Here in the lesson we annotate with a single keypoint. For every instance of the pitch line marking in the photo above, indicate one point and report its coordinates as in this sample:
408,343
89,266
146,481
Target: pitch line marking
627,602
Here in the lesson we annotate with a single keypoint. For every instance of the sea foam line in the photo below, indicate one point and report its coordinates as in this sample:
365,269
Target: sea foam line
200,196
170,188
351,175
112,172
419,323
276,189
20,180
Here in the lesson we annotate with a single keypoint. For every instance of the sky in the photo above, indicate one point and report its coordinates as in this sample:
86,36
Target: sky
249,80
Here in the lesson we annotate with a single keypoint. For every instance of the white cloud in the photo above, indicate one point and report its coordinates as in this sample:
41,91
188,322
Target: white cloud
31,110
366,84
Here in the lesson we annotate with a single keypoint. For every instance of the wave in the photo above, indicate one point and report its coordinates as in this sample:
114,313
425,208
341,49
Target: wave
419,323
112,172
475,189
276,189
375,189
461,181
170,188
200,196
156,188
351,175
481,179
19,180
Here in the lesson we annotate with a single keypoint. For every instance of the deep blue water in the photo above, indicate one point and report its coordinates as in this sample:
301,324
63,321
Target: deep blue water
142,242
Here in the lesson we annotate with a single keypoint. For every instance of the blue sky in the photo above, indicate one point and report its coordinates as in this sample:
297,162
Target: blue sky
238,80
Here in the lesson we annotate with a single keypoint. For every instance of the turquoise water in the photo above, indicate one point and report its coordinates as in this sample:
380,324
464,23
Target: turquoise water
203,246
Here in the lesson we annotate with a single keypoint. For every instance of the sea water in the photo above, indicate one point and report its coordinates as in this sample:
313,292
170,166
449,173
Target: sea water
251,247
====
*PROBLEM:*
Copy the data verbatim, from the line containing "of the blue" through the end of the data, both included.

*THE COMPLETED TASK:*
Here in the lesson we annotate with a single keypoint. For every instance of the blue sky in the photo above, indicate one point and report its coordinates as in this sample:
297,162
Target: blue sky
238,80
Here in the lesson we annotate with a single keypoint. For every instance of the turquoise water in the photo above, indicate one point and report its coordinates as in this sample:
380,324
464,23
Target: turquoise water
203,246
Here in the lesson we annotate with a single keypoint. For every instance of the sea water in the photo above, indicate one point and report its coordinates as in this sample:
313,292
170,166
449,173
Target: sea water
251,247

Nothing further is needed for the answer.